The thickness of individual cycles commonly ranges from 5 to 10 m but the Sandwick Fish Bed cycle has a thickness of 60 m. Each cycle can be divided into two major lithological facies. The lower of these was deposited under a continuous cover of water; the upper in shallow water which at times dried up completely.
The lower facies commences with (1) up to 1 m of dark grey to black silty mudstone interlaminated with siltstone or fine sandstone. It generally has graded laminae which may have either a high bitumen and pyrite or a high carbonate (usually ferroan dolomite) content. It contains either complete or fragmentary fish remains. This deposit was laid down in relatively quiet and sometimes stagnant waters on a lake bottom undisturbed by wave action. The lake waters may, at times, have been thermally stratified and some of the graded laminae may have been deposited by turbidity currents. These ‘quiescent water’ beds grade upwards into (2) thinly interbedded bituminous silty mudstones and fine sandstones together with some discrete beds of massive siltstone and fine sandstone, some of which fill small erosional channels. This part of the sequence is characterised by the presence of numerous small sub-aqueous shrinkage (syneresis) cracks (see Donovan and Foster 1972) which were infilled by sand or silt and were then compacted and contorted. Algal stromatolite sheets and mounds are common in these beds and scattered fish fragments are generally present. Sediments of this type were laid down in water in which bottom currents were spasmodically active. In some cycles these sediments are interbedded with massive beds of calcareous siltstone which are rich in spores and comminuted plant debris.
The massive siltstones were probably formed in relatively quiet shallow water close to the lake shore which formed traps for the accumulation of ‘vegetable hash’. None of the beds in the lower facies have sun cracks, which indicates that the water of the lake never receded completely.
In most cycles the upper facies commences with (1) thinly banded sediments which are lithologically very similar to the higher beds of the lower facies, but have, in addition, well developed sand-filled desiccation polygons (P219004). In many instances stromatolite sheets and mounds cover the cracked surfaces and extend down into the sun cracks. These beds were probably laid down in quiescent waters close to the lake margin, where the shallow water periodically receded to leave coastal mud flats. In most instances they are overlain by (2) ripple-cross-laminated sandstones and siltstones with desiccation cracks. These beds appear to be alluvial flood-plain or delta-top deposits laid down by rivers which entered the lake from the north. In some cycles, particularly in the ‘Hoy Cycles’ of Hoy, such fluvial spreads are interbedded with and channelled by lenticular beds of cross-bedded sandstone which represent channel-fill deposits. In some instances the thick sandstones are interpreted as filled-up river channels, in others as filled-up delta-front channels, which may have been cut in the soft muds and sands beneath the shallow water of the lake. The fluvial sediments are invariably succeeded by thinly banded silts and sands with sun cracks (i.e. mud-flat deposits) before the abrupt change to the quiescent ‘deep-water’ facies at the base of the next cycle.

Stored items
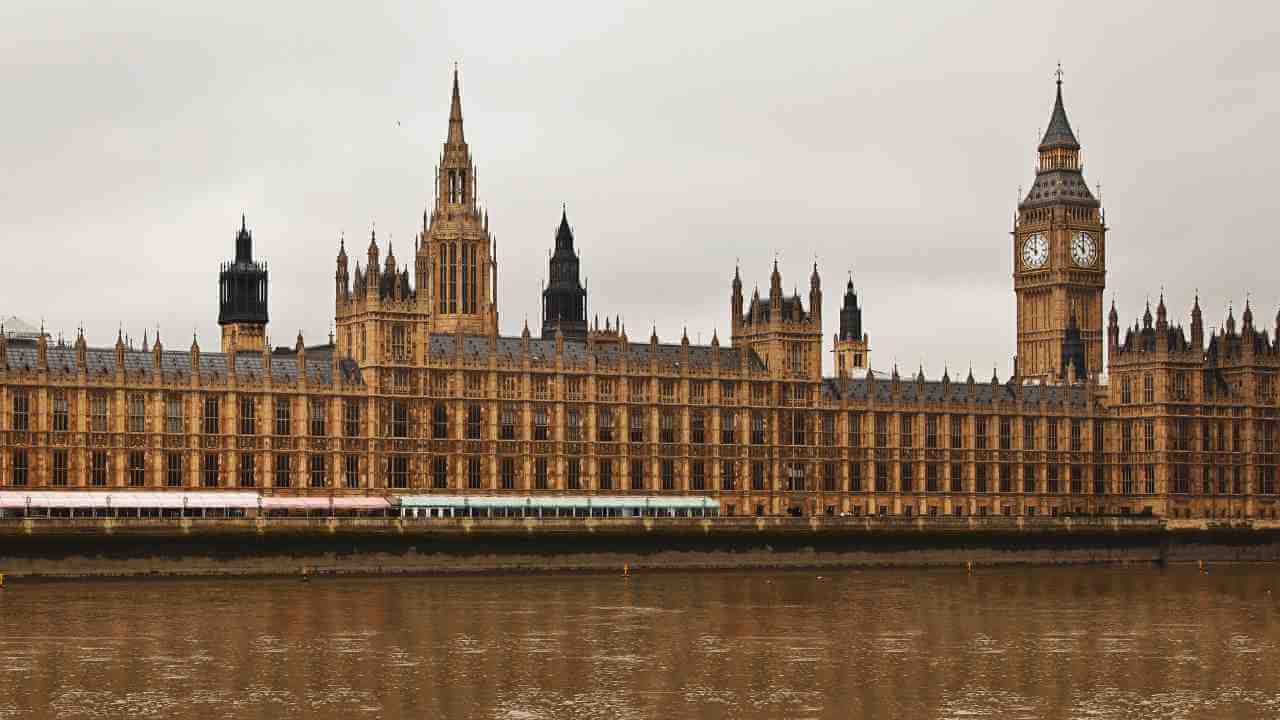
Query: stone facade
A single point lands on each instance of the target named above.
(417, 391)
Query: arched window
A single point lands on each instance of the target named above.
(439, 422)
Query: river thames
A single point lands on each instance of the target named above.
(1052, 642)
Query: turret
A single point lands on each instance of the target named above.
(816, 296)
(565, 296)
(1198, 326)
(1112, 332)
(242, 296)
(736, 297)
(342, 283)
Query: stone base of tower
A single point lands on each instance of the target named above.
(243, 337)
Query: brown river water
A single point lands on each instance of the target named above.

#### [Job A]
Answer these questions using the text on lake-sediment cycles:
(i) How thick is the Sandwick Fish Bed cycle?
(ii) From which direction did the rivers enter the lake?
(iii) What does the absence of sun cracks in the lower facies indicate?
#### [Job B]
In the text on lake-sediment cycles, replace "lake shore" with "shoreline" and give everything from "The massive siltstones" down to "never receded completely." again.

#### [Problem solution A]
(i) 60 m
(ii) From the north
(iii) That the water of the lake never receded completely

#### [Problem solution B]
The massive siltstones were probably formed in relatively quiet shallow water close to the shoreline which formed traps for the accumulation of ‘vegetable hash’. None of the beds in the lower facies have sun cracks, which indicates that the water of the lake never receded completely.